* **Aim**
Select every line in the entries below that contains the word "Give". Case counts, so match only that exact capitalization.

* **Records for this exercise**
# # # # # # #

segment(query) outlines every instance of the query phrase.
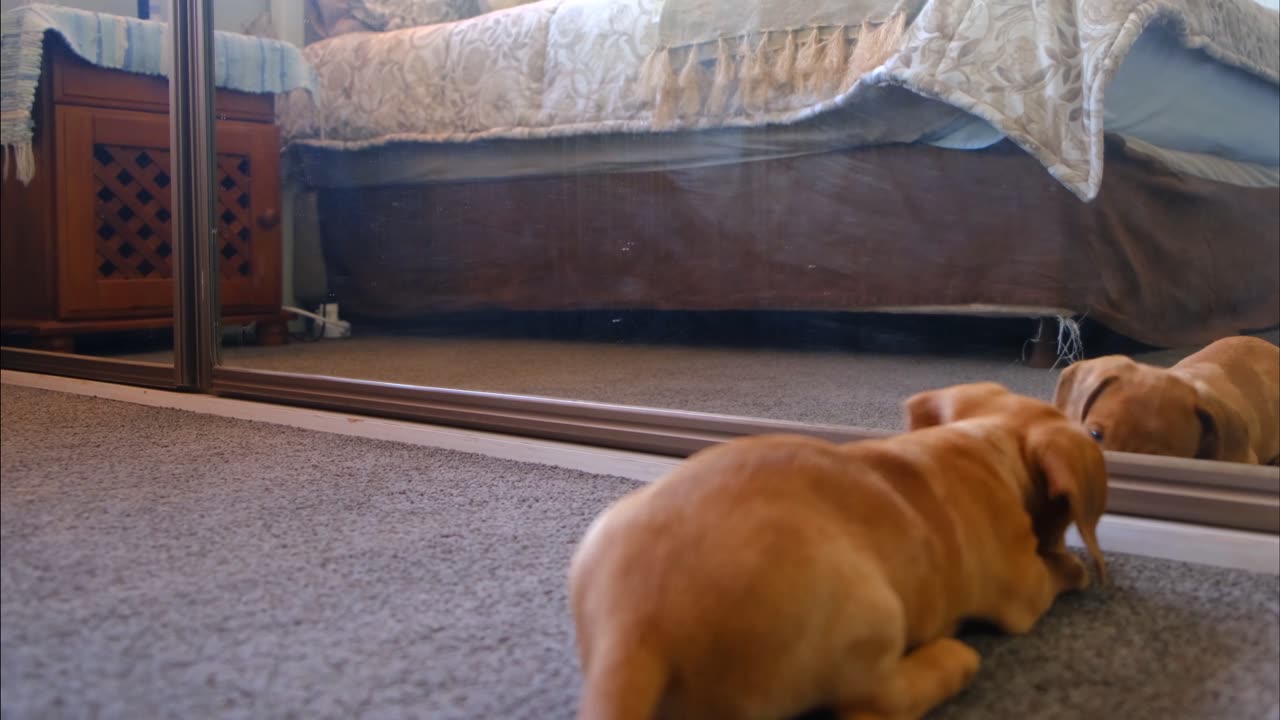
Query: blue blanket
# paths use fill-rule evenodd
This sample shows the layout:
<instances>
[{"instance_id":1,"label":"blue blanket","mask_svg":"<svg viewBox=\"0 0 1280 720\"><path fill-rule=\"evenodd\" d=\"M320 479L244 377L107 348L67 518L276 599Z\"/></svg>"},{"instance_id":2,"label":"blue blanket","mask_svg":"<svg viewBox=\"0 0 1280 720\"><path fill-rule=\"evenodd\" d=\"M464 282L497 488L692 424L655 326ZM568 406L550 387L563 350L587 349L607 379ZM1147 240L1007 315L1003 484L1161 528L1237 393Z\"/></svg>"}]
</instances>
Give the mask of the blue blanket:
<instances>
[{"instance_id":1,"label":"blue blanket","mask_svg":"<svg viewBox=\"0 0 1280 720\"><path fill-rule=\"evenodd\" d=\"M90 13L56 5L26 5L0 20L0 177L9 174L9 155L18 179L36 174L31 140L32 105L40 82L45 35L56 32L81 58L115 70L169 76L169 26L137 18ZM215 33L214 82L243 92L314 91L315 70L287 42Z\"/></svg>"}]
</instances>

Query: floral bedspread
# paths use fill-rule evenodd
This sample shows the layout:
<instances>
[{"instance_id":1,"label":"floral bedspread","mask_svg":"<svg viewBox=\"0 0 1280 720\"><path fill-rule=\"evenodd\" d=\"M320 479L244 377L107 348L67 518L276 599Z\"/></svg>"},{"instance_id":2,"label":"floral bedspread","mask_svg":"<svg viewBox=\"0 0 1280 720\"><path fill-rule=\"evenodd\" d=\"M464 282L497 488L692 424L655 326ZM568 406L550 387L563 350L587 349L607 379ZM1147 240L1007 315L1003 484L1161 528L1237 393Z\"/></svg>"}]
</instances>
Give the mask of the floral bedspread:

# # # # # # #

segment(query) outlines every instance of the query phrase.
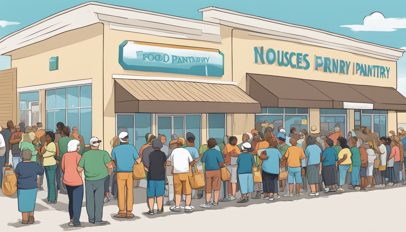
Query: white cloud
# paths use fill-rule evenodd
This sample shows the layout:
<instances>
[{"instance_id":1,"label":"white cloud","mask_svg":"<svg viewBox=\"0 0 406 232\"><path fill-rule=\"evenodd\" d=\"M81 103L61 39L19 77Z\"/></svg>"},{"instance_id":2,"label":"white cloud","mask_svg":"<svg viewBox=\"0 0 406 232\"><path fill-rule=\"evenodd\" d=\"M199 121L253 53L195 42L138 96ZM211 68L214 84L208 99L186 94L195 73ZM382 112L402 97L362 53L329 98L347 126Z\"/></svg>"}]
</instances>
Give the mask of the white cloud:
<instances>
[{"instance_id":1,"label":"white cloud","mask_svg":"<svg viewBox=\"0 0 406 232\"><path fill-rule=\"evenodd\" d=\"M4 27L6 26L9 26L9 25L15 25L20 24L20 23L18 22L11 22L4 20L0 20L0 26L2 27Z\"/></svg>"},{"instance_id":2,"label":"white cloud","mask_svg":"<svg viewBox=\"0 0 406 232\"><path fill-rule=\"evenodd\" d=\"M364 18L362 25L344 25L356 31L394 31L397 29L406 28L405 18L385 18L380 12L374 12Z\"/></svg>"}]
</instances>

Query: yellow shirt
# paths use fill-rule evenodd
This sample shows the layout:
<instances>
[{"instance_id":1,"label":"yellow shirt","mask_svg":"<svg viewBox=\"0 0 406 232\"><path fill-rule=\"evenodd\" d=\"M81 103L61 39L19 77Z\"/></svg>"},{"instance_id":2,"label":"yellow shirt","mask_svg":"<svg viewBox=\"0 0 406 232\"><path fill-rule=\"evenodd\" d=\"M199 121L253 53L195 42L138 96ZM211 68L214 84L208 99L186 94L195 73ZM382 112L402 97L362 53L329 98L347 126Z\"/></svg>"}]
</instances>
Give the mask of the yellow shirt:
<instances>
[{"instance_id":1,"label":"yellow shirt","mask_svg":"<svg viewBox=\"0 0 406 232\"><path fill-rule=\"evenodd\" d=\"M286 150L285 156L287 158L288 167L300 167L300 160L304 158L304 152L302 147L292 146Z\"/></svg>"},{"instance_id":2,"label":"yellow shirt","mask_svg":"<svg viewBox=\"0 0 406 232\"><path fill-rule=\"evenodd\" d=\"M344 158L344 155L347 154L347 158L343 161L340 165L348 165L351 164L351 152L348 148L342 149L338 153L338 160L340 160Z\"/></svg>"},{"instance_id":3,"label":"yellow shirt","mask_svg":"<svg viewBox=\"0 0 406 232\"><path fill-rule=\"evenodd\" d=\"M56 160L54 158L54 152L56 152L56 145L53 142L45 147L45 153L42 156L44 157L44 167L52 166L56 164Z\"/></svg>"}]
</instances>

# # # # # # #

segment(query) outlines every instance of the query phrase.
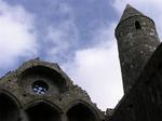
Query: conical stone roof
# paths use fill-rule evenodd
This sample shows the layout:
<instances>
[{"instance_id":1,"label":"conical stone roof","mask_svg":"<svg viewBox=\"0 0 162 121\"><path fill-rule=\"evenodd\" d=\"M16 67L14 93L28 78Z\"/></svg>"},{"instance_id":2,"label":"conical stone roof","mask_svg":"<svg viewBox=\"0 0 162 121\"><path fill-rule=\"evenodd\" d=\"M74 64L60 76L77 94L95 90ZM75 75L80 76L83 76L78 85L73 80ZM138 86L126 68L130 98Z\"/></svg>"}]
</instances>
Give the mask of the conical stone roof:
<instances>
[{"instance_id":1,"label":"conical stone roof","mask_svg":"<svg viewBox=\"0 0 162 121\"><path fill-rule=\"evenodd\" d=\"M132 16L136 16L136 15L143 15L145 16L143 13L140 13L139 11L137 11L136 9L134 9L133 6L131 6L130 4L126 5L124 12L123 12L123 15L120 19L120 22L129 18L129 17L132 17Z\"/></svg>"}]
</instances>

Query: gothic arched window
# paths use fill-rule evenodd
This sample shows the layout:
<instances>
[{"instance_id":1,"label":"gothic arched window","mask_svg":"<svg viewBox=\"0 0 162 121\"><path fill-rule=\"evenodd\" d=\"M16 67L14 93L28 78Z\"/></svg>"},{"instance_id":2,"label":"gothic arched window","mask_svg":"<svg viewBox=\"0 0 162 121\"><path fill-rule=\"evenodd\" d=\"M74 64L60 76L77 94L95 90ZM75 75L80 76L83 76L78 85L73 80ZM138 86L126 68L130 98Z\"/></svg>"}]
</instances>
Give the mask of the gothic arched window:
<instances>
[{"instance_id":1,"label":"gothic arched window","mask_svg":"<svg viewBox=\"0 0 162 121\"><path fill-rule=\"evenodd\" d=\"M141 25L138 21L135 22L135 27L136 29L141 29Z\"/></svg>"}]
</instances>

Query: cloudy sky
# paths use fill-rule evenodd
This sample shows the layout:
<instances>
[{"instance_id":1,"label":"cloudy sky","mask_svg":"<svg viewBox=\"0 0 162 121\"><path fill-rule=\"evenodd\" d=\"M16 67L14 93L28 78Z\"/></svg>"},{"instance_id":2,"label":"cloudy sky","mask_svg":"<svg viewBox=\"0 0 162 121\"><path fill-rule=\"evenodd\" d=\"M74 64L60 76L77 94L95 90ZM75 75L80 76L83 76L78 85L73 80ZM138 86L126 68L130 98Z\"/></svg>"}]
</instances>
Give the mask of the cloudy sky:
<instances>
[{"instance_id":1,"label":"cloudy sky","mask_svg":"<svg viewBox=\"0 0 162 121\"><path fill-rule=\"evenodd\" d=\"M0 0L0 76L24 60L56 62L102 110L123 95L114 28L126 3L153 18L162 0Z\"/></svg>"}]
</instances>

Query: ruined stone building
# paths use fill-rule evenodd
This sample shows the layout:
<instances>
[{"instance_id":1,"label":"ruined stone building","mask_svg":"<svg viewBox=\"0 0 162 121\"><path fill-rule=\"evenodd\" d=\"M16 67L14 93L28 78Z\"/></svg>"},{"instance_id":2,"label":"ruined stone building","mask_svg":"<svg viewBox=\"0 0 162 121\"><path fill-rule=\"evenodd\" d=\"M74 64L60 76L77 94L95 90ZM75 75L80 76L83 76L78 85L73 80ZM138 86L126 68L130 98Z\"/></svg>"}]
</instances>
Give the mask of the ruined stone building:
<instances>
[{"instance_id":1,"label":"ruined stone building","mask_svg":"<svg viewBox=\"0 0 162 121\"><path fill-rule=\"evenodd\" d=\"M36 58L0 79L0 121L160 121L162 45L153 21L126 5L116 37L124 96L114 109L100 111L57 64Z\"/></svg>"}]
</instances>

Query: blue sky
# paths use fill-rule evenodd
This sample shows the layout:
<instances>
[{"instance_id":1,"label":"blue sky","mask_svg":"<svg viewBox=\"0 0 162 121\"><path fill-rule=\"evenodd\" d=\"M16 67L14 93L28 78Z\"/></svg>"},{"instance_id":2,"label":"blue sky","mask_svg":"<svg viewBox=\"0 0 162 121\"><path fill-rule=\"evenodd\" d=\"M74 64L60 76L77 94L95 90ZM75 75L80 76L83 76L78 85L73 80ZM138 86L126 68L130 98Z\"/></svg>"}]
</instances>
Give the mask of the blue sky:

# # # # # # #

* **Result**
Give the mask of the blue blanket:
Give the mask of the floral bedspread:
Give the mask of the white cloud:
Give the mask of the yellow shirt:
Give the mask of the conical stone roof:
Give the mask of the gothic arched window:
Give the mask of the cloudy sky:
Give the mask of the ruined stone building:
Give the mask of the blue sky:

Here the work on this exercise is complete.